*Data shown*:
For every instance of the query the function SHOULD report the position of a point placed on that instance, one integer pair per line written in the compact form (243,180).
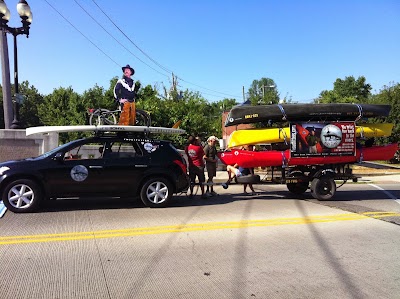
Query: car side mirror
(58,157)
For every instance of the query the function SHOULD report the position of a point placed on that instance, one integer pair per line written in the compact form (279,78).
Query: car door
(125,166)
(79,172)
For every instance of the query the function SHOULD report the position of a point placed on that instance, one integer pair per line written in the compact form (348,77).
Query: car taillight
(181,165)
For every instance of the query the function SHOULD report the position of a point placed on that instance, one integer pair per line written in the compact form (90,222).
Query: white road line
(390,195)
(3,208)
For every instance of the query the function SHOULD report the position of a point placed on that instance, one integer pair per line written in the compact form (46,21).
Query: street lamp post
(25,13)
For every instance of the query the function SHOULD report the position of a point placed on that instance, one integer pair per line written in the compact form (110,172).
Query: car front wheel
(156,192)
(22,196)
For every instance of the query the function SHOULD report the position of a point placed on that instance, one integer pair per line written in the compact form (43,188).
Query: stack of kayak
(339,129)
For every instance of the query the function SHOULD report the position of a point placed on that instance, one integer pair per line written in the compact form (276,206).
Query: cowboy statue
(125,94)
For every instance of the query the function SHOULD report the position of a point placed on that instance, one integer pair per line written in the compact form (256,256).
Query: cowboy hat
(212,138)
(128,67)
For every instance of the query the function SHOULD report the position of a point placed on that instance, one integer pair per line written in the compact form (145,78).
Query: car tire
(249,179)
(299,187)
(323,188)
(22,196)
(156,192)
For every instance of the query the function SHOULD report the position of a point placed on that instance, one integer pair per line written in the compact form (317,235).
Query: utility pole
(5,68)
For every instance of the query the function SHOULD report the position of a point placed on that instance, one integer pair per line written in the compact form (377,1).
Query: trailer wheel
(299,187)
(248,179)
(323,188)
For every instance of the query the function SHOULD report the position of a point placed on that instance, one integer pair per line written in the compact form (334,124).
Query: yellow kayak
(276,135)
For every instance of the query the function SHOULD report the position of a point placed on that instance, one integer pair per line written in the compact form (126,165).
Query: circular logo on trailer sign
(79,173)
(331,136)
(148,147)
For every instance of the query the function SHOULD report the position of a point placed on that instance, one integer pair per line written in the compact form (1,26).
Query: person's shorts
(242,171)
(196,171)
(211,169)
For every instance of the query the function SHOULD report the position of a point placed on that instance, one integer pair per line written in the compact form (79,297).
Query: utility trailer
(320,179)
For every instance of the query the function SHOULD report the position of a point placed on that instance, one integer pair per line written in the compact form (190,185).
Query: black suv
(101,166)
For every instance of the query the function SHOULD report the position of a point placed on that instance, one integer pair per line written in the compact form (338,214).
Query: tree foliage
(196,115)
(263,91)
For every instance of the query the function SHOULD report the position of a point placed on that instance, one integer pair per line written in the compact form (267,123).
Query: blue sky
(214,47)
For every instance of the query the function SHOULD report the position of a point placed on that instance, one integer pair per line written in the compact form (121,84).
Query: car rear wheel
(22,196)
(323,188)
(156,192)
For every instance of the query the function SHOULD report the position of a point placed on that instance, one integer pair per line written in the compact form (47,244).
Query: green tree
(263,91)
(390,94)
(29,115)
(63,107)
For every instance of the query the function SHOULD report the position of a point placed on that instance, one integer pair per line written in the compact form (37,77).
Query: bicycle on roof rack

*What you need to do*: Will you return exactly the lines above from the one with "Query: trailer wheel" down to the one with "compact form (126,165).", counting both as part of the range?

*Solution to this task*:
Query: trailer wheel
(299,187)
(248,179)
(323,188)
For every instance of the query the function SHOULD report the position of a point placed on that instance, one integer pair per line written in the compact form (334,124).
Query: yellow kayak
(276,135)
For every instance of the query the function SHOULD report the position of a point placed on that instance, one integer pair per line written in the compact form (126,165).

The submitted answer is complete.